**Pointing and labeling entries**
==================================================

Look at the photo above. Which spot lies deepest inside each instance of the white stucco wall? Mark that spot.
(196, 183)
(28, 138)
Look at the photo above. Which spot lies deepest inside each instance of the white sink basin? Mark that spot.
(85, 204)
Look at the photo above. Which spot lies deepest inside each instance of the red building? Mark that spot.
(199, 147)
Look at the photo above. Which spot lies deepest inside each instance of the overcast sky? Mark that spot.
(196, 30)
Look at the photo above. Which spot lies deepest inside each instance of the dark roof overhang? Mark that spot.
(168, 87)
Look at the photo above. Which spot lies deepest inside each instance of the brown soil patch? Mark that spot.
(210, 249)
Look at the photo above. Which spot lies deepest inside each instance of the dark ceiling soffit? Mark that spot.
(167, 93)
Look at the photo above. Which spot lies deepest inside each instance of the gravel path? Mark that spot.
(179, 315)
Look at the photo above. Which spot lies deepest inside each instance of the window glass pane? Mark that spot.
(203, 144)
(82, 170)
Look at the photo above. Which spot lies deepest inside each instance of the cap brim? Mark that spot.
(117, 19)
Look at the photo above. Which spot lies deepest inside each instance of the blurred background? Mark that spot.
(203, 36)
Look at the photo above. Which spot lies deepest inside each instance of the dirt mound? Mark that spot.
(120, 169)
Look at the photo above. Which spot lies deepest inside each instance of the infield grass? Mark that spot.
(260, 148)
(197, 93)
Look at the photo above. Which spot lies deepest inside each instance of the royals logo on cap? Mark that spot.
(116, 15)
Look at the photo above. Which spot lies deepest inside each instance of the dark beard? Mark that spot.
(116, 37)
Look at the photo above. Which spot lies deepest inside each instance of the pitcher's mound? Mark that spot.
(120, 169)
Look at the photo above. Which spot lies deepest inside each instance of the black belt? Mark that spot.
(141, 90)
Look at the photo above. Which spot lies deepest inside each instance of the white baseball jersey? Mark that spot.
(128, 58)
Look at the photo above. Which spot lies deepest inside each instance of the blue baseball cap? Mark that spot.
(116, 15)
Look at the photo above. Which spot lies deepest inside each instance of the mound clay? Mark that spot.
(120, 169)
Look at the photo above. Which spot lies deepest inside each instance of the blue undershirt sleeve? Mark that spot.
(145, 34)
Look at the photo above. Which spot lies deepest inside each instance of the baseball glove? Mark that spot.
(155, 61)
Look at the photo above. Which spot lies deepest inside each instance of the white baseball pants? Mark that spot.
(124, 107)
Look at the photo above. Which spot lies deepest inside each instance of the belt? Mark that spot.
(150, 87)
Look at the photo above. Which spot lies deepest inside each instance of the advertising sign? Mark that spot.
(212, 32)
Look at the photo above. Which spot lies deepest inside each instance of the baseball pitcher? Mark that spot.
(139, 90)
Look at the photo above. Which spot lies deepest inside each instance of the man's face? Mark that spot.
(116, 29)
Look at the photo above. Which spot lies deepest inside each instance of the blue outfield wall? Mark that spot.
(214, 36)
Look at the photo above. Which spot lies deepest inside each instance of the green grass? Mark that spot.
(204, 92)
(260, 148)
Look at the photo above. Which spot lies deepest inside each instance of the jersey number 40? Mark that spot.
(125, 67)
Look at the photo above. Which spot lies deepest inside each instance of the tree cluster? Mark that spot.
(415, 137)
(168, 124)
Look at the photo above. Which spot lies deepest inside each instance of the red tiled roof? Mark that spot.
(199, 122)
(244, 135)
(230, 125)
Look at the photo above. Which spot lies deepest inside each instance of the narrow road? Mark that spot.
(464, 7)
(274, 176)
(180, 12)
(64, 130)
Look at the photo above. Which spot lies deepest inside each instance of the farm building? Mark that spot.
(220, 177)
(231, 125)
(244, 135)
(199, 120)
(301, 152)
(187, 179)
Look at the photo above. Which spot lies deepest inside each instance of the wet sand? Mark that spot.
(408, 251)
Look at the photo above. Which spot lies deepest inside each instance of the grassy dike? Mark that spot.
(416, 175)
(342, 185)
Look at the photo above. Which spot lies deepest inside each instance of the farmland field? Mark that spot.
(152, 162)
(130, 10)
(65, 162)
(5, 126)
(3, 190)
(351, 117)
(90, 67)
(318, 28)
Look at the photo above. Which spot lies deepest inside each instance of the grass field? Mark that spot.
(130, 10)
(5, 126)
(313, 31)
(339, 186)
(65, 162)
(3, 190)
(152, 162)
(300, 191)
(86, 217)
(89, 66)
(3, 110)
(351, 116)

==================================================

**What the task asks**
Your task is to repeat the data exactly; please include every line.

**Solved exercise**
Look at the photo above. Which spot lies deepest inside each instance of the white stucco wall? Mark that spot.
(196, 183)
(28, 138)
Look at the photo above. Which spot lies deepest inside each instance of the white sink basin? Mark that spot.
(85, 204)
Look at the photo above. Which spot lies deepest inside each instance of the red building? Mark that spot.
(199, 147)
Look at the photo above. Which spot lies deepest inside each instance of the overcast sky? Mark that spot.
(196, 30)
Look at the photo above. Which spot lies deepest inside each instance of the dark roof overhang? Mark that spot.
(168, 87)
Look at the photo above. Which spot lies deepest inside each instance of the brown soil patch? Mark that spot.
(210, 249)
Look at the photo above. Which spot lies deepest inside each instance of the dark ceiling soffit? Mark that spot.
(167, 93)
Look at the photo above. Which spot lies deepest inside each instance of the gravel path? Mark that spot.
(179, 315)
Look at the photo above. Which spot lies deepest inside each instance of the window glass pane? Mark that spot.
(203, 144)
(82, 170)
Look at the photo above. Which spot lies deepest inside each instance of the cap brim? Mark that spot.
(117, 19)
Look at the photo above. Which spot lies deepest inside each instance of the blurred background? Mark that spot.
(203, 36)
Look at the photo above. Which spot lies deepest inside each instance of the dirt mound? Mark that spot.
(120, 169)
Look at the photo above. Which spot lies deepest inside each instance of the infield grass? Mark that spot.
(260, 148)
(197, 93)
Look at the photo above. Which spot lies deepest inside each instance of the royals logo on cap? Mark that spot.
(116, 15)
Look at the photo above. Which spot lies deepest inside each instance of the dark beard? Mark that spot.
(116, 37)
Look at the photo above. Which spot lies deepest inside each instance of the pitcher's mound? Mark that spot.
(120, 169)
Look at the photo above. Which spot lies deepest inside each instance of the black belt? Mark that spot.
(141, 90)
Look at the photo above. Which spot lies deepest inside each instance of the white baseball jersey? Mark that spot.
(128, 58)
Look at the photo above. Which spot lies deepest inside each instance of the blue baseball cap? Mark that spot.
(116, 15)
Look at the photo above. Which spot lies deepest inside each instance of the mound clay? Mark that spot.
(120, 169)
Look at the photo above. Which spot lies deepest inside each instance of the blue undershirt sleeve? Mark that spot.
(145, 34)
Look at the photo above. Which spot lies deepest inside each instance of the baseball glove? Mark that spot.
(155, 61)
Look at the photo above. Which spot lies deepest inside each instance of the white baseball pants? Mark that spot.
(124, 107)
Look at the photo above. Which spot lies deepest inside each instance of the belt? Mark that spot.
(150, 87)
Look at the photo above. Which spot lies deepest inside each instance of the advertising sign? Mark that spot.
(212, 32)
Look at the photo above. Which spot lies deepest inside each instance of the baseball pitcher? Mark that spot.
(139, 90)
Look at the photo above. Which spot lies deepest inside each instance of the man's face? Mark that spot.
(116, 29)
Look at the photo above. Which spot lies deepest inside each instance of the blue outfield wall? Mark that spot.
(214, 36)
Look at the photo above. Which spot lies deepest inside each instance of the green grass? Mark that spot.
(204, 92)
(260, 148)
Look at the photo above. Which spot lies deepest inside each instance of the jersey number 40? Mark that spot.
(125, 67)
Look at the photo above. Which spot lies deepest inside each instance of the tree cluster? Mark that spot.
(415, 137)
(168, 124)
Look at the photo above. Which spot lies deepest inside each instance of the red tiled roof? Mark that spot.
(199, 122)
(244, 135)
(230, 125)
Look at the photo above. Which spot lies deepest inside each instance of the narrow road? Mark that spot.
(464, 7)
(274, 176)
(180, 12)
(64, 130)
Look at the photo above. Which spot lies deepest inside each instance of the farm building? Mark that spot.
(220, 177)
(231, 125)
(244, 135)
(199, 120)
(301, 152)
(187, 179)
Look at the photo above. Which spot lies deepest inside each instance of the wet sand? Mark that spot.
(408, 251)
Look at the photo above. Which spot lies deepest inside each instance of the grassy dike? Mark that spot.
(416, 175)
(342, 185)
Look at the photo above. Which spot lies deepest inside each instance of the farmland field? Mark that spot.
(152, 162)
(130, 10)
(65, 162)
(5, 126)
(3, 190)
(351, 117)
(90, 67)
(318, 28)
Look at the photo above. Which spot lies deepest inside each instance of the grass field? Mark that spot.
(130, 10)
(5, 126)
(313, 31)
(339, 186)
(65, 162)
(3, 190)
(152, 162)
(300, 191)
(86, 217)
(89, 66)
(3, 110)
(351, 116)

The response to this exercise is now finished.